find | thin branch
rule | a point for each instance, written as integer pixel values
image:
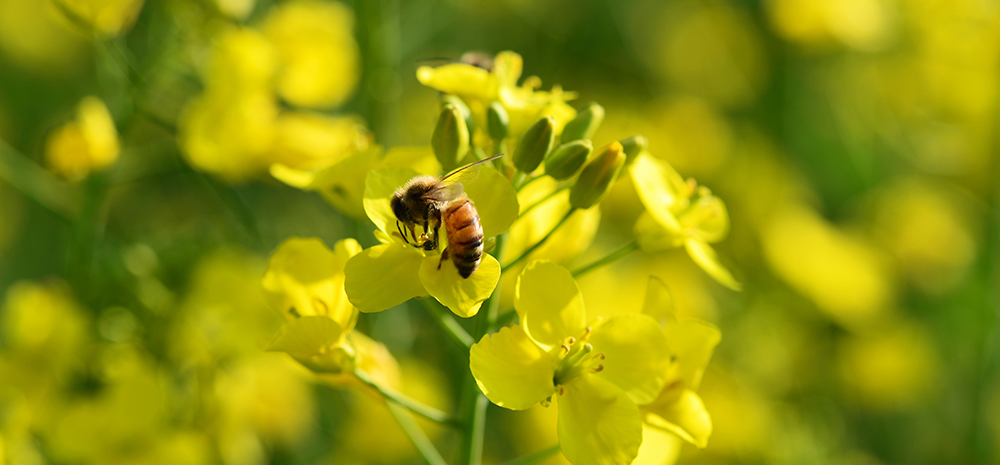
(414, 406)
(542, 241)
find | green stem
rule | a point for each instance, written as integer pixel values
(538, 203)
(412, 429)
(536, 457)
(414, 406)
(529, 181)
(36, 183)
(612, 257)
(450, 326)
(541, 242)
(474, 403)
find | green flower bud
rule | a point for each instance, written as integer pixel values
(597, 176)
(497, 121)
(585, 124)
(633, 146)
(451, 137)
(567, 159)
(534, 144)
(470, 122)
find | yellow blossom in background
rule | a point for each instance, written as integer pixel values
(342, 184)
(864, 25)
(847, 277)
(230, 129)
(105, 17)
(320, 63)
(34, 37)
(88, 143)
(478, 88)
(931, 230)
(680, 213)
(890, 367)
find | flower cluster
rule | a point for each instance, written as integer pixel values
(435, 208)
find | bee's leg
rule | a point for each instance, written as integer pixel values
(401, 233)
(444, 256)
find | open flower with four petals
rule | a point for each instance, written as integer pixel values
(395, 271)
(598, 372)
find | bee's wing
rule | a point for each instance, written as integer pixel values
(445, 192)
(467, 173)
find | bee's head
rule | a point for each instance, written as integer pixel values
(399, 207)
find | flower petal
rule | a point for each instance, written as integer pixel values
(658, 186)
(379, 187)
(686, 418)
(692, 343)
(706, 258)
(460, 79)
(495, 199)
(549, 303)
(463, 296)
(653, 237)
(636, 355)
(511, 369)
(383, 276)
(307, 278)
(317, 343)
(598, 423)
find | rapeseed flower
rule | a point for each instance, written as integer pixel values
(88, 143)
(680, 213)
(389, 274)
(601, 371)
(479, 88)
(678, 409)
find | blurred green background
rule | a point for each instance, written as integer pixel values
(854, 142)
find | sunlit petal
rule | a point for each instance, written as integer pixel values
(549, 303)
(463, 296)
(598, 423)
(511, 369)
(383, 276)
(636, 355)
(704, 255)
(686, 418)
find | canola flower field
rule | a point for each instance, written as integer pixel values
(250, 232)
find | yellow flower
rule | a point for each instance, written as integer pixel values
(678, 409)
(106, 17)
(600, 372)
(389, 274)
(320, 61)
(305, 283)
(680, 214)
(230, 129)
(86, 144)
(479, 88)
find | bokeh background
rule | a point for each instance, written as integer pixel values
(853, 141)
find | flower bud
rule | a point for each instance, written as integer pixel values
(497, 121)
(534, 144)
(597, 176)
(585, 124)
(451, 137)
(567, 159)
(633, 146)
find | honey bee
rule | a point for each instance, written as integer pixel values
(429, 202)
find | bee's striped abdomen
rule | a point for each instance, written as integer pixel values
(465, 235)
□ □ □ □ □ □ □
The exercise> Can you rewrite the listing from the line with "find | honey bee" through the end of the listing, changing "integer pixel values" to "whole-number pixel coordinates" and leaving everything else as it is?

Response below>
find | honey bee
rule | a point for each instance, written as whole-number pixel coordinates
(429, 202)
find | bee's striped abdomen
rule | a point for each instance, written as whole-number pixel coordinates
(465, 235)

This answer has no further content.